Your task: Include in the output the line containing "Objective — a point for each instance of the golden" and each subsequent line of the records, through the end, transcribed exactly. Add nothing else.

Exercise data:
[start]

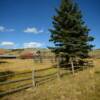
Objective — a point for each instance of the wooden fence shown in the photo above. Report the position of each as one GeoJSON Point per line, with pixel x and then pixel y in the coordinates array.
{"type": "Point", "coordinates": [33, 77]}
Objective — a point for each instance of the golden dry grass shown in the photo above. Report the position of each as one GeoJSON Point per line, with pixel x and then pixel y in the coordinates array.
{"type": "Point", "coordinates": [84, 85]}
{"type": "Point", "coordinates": [19, 65]}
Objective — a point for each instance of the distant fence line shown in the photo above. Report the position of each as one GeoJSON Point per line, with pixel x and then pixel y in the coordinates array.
{"type": "Point", "coordinates": [35, 80]}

[end]

Answer to the task:
Objective — a point for each instance of the golden dry grass shown in the photo above. Report the position of each as one GeoJSON Point per line, with pixel x and then pixel y in the coordinates array.
{"type": "Point", "coordinates": [84, 85]}
{"type": "Point", "coordinates": [19, 65]}
Objective — a point for each instance of the distant fence line shown in the photo above. Report the position of each as one GeoJSON Point per line, with pixel x and then pixel y in the coordinates array.
{"type": "Point", "coordinates": [35, 80]}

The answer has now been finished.